EXERCISE INSTRUCTIONS: Exactly as written, transcribe the lines that run from the one containing "Put a marker on every instance of the seated" to the end of the records below.

EXTRACTED MATERIAL:
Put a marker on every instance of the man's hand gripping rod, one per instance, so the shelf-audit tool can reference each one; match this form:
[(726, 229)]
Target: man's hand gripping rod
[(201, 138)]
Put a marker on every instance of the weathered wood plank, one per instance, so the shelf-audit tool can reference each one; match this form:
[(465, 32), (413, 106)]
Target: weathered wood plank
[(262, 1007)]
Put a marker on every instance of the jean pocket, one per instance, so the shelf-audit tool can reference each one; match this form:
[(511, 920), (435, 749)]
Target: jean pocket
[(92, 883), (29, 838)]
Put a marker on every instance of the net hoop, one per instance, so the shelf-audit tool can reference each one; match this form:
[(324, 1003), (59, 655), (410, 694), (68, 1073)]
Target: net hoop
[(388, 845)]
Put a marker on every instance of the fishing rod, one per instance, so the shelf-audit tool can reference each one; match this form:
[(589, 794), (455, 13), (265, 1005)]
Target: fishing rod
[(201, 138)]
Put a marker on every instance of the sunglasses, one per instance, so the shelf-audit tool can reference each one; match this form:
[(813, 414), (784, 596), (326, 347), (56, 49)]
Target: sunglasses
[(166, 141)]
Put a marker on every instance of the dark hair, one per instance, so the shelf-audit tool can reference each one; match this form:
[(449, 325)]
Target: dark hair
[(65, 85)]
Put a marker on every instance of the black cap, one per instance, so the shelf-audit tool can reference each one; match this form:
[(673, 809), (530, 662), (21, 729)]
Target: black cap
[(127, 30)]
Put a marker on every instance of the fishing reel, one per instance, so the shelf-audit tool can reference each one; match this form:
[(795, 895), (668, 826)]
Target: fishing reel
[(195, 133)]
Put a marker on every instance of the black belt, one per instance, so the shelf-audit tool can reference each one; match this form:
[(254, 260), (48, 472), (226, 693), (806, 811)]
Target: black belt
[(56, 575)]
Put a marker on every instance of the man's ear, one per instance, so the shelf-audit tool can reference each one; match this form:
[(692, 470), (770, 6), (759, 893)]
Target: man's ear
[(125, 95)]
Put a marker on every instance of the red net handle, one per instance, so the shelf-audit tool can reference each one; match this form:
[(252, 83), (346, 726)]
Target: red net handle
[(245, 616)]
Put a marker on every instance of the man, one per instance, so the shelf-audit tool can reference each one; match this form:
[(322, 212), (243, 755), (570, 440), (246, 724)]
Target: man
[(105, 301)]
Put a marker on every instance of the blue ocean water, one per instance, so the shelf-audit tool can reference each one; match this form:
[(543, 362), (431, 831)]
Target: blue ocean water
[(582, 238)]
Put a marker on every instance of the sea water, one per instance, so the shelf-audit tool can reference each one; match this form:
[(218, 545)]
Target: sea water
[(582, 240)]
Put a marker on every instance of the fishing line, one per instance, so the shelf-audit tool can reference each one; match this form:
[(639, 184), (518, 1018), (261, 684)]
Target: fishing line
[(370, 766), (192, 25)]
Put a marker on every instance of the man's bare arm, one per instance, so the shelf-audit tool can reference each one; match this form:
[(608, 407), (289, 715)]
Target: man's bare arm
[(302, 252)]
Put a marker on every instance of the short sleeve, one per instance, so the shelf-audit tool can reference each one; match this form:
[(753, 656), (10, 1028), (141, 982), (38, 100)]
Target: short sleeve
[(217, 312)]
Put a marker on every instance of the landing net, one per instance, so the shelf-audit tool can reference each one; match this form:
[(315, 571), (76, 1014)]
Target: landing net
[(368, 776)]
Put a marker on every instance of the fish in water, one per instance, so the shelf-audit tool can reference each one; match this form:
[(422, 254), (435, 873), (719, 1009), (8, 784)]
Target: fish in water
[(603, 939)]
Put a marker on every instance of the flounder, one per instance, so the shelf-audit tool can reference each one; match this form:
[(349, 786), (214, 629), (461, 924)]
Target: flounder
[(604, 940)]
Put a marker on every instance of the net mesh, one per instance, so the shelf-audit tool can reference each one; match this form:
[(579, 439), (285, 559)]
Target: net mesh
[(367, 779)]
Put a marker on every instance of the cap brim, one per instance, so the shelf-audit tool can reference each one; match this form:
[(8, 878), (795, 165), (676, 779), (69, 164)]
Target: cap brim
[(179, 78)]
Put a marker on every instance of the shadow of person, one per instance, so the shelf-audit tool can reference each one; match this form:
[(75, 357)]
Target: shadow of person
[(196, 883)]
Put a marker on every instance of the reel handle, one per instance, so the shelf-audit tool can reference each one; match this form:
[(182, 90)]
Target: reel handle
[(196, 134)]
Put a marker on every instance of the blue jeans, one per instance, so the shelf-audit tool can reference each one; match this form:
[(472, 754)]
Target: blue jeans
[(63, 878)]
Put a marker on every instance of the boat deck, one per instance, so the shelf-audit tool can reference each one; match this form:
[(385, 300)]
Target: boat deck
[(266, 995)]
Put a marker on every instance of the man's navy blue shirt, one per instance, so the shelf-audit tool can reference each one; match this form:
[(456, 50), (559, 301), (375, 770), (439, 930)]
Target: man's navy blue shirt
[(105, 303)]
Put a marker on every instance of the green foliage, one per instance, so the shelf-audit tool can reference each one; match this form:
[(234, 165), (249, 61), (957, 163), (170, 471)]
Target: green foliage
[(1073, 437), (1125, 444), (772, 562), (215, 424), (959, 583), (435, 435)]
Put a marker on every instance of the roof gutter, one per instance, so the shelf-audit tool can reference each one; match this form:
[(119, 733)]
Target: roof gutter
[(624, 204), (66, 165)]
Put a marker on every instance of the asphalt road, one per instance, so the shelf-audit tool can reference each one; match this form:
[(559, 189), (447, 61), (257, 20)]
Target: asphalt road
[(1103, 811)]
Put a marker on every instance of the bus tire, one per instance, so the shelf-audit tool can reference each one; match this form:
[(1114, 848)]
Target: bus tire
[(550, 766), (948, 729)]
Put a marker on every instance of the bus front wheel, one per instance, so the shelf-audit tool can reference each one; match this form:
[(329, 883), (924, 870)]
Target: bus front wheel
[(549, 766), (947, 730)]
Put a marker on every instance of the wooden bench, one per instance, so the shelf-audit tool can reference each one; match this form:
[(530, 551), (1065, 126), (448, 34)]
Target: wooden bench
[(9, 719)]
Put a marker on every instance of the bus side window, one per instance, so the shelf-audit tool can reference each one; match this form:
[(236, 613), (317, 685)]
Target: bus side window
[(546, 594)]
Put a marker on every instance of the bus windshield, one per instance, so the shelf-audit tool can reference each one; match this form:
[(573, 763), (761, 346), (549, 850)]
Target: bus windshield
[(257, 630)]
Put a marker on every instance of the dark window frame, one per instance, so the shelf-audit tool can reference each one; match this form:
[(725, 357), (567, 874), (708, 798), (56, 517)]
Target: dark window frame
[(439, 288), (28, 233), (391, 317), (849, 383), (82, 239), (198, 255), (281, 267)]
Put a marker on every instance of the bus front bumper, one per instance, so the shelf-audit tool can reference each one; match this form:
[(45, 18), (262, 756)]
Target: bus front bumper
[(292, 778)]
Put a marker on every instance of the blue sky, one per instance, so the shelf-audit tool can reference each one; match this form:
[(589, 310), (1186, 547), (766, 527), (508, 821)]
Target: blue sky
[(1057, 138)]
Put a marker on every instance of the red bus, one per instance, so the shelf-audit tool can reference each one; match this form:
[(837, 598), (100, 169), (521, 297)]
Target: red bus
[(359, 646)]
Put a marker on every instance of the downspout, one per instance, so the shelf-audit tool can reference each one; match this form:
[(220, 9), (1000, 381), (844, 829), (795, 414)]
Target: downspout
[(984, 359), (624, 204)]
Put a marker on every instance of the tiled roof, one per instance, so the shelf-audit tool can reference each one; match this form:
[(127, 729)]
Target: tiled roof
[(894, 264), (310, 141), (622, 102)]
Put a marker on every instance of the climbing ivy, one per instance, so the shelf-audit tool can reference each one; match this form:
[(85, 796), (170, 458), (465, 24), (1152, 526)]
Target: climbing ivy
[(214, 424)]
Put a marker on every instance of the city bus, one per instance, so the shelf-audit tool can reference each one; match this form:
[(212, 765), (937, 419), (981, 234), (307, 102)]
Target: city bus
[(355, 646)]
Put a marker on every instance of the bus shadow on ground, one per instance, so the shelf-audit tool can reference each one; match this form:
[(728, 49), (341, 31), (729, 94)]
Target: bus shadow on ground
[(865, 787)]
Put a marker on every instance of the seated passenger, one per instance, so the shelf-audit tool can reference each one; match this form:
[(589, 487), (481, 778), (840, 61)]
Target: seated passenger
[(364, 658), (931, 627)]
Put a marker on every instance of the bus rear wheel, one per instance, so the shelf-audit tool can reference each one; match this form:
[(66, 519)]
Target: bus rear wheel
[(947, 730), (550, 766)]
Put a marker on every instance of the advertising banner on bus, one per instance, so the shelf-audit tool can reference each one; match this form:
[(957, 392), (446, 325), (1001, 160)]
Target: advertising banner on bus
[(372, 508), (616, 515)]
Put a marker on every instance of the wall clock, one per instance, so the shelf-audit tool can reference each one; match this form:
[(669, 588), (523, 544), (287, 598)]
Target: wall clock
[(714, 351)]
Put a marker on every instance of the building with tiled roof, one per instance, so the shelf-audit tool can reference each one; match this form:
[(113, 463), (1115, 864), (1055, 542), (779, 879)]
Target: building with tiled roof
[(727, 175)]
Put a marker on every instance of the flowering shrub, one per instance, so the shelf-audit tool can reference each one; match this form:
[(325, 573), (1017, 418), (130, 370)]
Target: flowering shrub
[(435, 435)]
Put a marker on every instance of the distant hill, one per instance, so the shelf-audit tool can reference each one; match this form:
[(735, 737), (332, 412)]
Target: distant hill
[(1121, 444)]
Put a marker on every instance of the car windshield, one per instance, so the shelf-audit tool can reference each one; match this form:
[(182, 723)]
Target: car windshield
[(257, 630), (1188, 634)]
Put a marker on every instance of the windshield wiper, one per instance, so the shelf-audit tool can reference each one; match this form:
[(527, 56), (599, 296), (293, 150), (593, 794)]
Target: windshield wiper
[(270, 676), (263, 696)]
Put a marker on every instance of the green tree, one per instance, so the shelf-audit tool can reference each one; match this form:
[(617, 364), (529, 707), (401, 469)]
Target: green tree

PROBLEM SOLUTION:
Put a marker on every instance of the seated passenger, one per instance, so the shelf-audit tool can reference each one; match this form:
[(589, 487), (481, 778), (840, 61)]
Target: seated passenger
[(364, 658), (931, 627)]
Put a marker on every instance of the bus rear wheel, one per instance, so the shelf-audit tool can reference each one; match this form:
[(66, 519)]
Target: bus rear wheel
[(947, 730), (550, 766)]
Put a marker on every instance of the advertising banner on bus, one per instance, so the shelf-audit tool can reference each one; match this form:
[(957, 392), (446, 325), (1001, 160)]
Target: advertising banner on bus
[(372, 508), (616, 515)]
Put a marker on every instance of the wall clock, one per instance, so the shelf-audit tool can reference each one; match this form:
[(669, 588), (523, 544), (287, 598)]
Target: wall clock
[(714, 351)]
Put a marker on every instance of the building with tiled roof, one per instance, so the shelf-audit tool can reference each one; match this form:
[(113, 463), (1115, 864), (1055, 542), (779, 879)]
Target: building with tiled roof
[(727, 175)]
Put a marker on every instance of the flowering shrub, one per instance, so the shelf-audit tool can reference each one; match this form:
[(325, 573), (1017, 418), (130, 370)]
Target: flowering shrub
[(435, 435)]
Put a marker on every instance of the distant hill, one per instance, so the shelf-audit tool can reference each one; match this form:
[(735, 737), (332, 412)]
Target: distant hill
[(1121, 444)]
Put a marker on every instance of the car windshield, one per instance, so the shelf-audit tool can reference each one; match this form:
[(182, 723)]
Target: car windshield
[(257, 630), (1188, 634)]
Put a marker on every instance of the windshield wiper, one per instance, so the shelf-audit tool can reference each one; match this form:
[(527, 56), (599, 296), (293, 150), (593, 794)]
Target: windshield wiper
[(270, 676), (263, 696)]
Put a marker on every instance of the green tree, one per instance, so the shelf-audit tool can reference each one; match this form:
[(617, 364), (529, 707), (401, 469)]
Target: green tree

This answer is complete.